Each line from the one that contains "Task: identify the stadium roof" to the end of the material must be set down exactly, and no line before it.

Excerpts of pointing data:
========================================

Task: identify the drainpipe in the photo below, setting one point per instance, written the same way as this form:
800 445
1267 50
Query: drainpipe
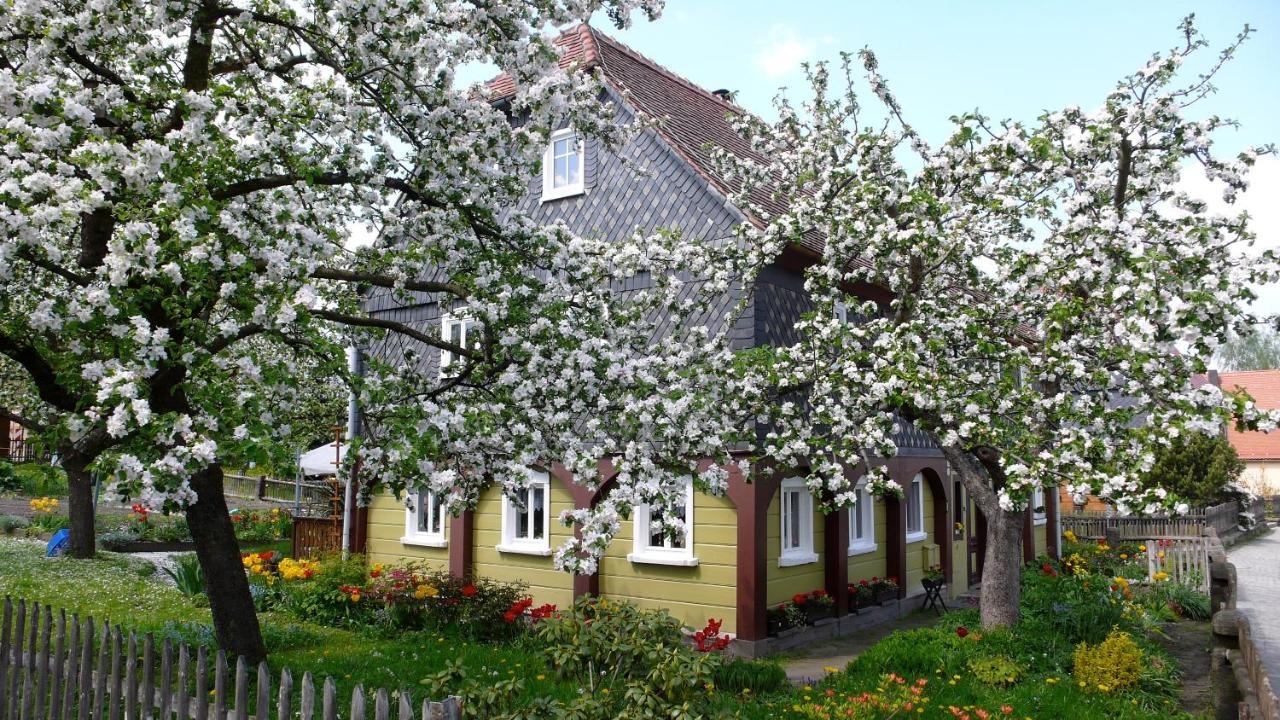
356 367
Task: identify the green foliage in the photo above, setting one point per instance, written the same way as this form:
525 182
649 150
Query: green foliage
753 675
1111 665
630 662
1257 350
40 481
1196 468
997 670
187 574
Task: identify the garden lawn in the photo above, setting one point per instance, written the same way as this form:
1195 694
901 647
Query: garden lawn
127 592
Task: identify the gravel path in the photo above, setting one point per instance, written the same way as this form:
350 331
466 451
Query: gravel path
1257 569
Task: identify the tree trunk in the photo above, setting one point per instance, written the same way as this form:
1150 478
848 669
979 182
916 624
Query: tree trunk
229 600
1001 572
80 507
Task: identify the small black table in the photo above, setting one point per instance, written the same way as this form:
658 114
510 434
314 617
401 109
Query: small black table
933 598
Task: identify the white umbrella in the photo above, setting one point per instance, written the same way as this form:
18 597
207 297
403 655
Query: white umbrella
323 460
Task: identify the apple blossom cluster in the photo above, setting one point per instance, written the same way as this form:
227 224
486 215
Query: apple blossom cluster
1051 292
183 187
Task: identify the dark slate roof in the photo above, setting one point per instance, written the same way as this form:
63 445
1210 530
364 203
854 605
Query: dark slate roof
689 117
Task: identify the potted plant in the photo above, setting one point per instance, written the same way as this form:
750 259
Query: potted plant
933 577
860 596
777 619
885 589
818 606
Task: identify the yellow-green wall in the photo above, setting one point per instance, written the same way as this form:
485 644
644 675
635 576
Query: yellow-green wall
545 583
387 528
867 565
785 582
693 595
915 550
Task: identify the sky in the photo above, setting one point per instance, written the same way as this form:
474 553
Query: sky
1009 59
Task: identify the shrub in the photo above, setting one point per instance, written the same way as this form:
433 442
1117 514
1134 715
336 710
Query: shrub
115 540
187 575
752 675
39 481
1114 664
997 670
630 662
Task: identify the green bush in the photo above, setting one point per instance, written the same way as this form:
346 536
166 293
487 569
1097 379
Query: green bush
187 574
753 675
41 481
630 662
997 670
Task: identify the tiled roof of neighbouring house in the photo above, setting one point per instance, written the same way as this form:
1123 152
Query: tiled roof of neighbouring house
1264 387
689 117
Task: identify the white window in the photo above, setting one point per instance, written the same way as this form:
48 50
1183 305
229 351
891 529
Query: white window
458 329
562 165
915 510
425 520
796 524
862 524
841 311
652 545
1038 511
526 518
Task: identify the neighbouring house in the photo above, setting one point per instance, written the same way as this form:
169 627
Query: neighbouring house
766 540
1260 451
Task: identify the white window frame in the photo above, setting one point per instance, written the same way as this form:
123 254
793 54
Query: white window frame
412 515
539 481
794 490
549 190
917 491
864 509
469 327
644 551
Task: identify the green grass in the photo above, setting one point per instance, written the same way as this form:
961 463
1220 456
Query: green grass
124 591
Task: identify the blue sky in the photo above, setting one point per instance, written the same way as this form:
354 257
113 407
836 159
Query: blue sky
1009 59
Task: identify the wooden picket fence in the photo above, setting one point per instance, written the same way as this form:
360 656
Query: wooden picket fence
1184 559
54 666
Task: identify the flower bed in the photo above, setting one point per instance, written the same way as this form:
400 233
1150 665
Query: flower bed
1083 650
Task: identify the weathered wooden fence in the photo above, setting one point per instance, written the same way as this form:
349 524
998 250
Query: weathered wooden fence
54 666
1183 560
277 491
1095 525
316 536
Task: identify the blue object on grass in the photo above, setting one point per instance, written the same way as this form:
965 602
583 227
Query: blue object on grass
58 543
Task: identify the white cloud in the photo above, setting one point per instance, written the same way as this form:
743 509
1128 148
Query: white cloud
784 53
1260 203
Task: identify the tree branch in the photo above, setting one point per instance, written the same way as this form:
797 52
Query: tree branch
378 279
22 420
365 322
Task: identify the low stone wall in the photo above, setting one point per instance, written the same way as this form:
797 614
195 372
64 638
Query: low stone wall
827 628
1240 678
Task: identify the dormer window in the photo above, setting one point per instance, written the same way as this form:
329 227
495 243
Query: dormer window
563 165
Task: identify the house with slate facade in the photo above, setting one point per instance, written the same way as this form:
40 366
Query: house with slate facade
766 540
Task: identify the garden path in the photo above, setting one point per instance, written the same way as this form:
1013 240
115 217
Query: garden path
1257 569
817 661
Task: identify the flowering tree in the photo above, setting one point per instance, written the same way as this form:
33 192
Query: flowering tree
179 185
1050 294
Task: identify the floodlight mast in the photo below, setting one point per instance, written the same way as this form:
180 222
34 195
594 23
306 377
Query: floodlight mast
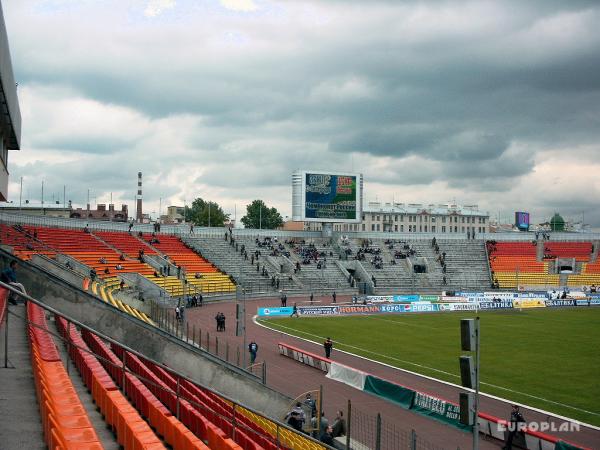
476 424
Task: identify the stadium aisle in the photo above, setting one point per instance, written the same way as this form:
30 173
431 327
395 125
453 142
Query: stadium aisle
20 424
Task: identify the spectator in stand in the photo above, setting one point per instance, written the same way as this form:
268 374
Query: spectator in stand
328 346
295 418
319 431
327 437
339 425
9 276
311 404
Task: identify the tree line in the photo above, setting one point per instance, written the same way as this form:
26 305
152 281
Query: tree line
210 214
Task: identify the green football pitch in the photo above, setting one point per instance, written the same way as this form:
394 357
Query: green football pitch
546 358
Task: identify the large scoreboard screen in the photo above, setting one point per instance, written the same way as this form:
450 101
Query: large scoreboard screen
522 221
327 197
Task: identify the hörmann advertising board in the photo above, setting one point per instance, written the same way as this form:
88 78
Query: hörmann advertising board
319 196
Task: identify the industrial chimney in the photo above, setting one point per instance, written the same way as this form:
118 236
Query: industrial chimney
139 198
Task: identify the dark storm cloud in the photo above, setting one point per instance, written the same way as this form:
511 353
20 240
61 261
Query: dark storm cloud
470 94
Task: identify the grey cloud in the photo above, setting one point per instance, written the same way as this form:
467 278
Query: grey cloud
446 103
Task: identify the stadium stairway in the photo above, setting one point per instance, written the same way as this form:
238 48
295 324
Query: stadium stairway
20 425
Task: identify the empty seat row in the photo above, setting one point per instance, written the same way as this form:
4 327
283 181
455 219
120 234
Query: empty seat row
65 422
131 430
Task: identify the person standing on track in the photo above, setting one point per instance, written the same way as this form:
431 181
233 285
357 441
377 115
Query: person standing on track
516 425
253 349
295 311
328 346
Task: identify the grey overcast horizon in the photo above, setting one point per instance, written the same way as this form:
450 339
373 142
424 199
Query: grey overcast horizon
474 102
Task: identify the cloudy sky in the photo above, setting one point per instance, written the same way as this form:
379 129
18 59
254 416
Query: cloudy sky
475 102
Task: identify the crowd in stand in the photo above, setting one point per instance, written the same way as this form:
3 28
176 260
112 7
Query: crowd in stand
320 428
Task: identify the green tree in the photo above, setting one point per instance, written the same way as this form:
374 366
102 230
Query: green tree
259 215
205 213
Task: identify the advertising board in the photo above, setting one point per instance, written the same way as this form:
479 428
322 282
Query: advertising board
275 311
529 303
495 305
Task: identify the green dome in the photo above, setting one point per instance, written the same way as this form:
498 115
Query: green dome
557 223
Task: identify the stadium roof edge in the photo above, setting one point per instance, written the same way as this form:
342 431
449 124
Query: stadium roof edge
10 117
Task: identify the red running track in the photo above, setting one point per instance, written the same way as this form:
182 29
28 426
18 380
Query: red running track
293 378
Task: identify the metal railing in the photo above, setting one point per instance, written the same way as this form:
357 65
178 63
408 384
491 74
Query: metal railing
166 319
184 229
368 431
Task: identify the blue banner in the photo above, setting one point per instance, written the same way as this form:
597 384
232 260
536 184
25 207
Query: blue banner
495 305
275 311
560 303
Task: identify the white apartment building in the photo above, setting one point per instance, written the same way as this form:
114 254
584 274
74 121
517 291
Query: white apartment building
415 218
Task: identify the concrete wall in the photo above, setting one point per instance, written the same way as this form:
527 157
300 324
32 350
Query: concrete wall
51 266
150 341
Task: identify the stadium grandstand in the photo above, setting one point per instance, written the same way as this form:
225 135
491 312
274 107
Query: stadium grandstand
96 321
108 339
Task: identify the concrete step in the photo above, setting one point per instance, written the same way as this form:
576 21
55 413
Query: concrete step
20 423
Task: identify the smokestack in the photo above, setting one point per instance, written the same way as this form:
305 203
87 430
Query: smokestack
139 198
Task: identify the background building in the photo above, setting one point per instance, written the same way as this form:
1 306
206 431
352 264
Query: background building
175 214
415 218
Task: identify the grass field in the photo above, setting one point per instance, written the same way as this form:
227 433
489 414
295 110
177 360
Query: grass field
547 358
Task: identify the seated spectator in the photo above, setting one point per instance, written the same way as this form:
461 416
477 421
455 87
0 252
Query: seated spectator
295 418
339 425
9 276
327 437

========================================

#### Solution for this task
Task: identify the stadium roof edge in the photo above, setting one point per instance, written the same way as this form:
342 431
449 124
Query: stadium roof edge
10 117
Task: identify the red running track in the photo above, setting one point per instance, written the same way as this form:
182 29
28 426
18 380
Query: red running track
293 378
Task: identify the metal railing in the photo above, setting one point per instance, written the same way as this form:
357 65
178 63
408 384
491 74
Query: metal railing
166 319
184 229
368 431
Task: identify the blue banner in the photo above, setting one point per instance, written the same way as this form:
597 384
232 260
536 184
25 207
Query: blue banner
495 305
275 311
560 303
Task: identify the white apartment building in the photo above, setting one point per instance, written the same way as this form:
114 254
584 274
74 121
517 291
Query: white apartment building
415 218
Task: identify the concrete wall in the photo above, setting one point per instance, written the same way as this form:
527 157
300 324
32 350
Query: concrete wall
51 266
150 341
Task: identify the stadium grandstand in the photo above, setting one point per instance, written the same way as this form:
225 135
491 312
274 107
Query: stadium grandstand
96 321
108 339
Task: identify the concrete step in the photo above, setting one point per instance, written the same way as this form:
576 21
55 413
Query: concrete step
20 423
Task: identify the smokestack in the photo above, setting one point per instance, written the same way as this form:
305 203
87 430
Query: smokestack
139 198
Task: identify the background building in the photo above, setting one point per instance, written the same way as this form:
1 306
206 431
352 264
Query: background building
175 214
415 218
Task: identify the grass field in the photo above, setting one point per instance, written the same way as this form:
227 433
489 414
295 110
177 360
Query: grass field
547 358
Task: identify the seated spectator in the photo above, setting one point per instance, written the same way as this form:
461 416
477 421
455 87
0 252
Query: seated spectator
295 418
339 425
9 276
327 437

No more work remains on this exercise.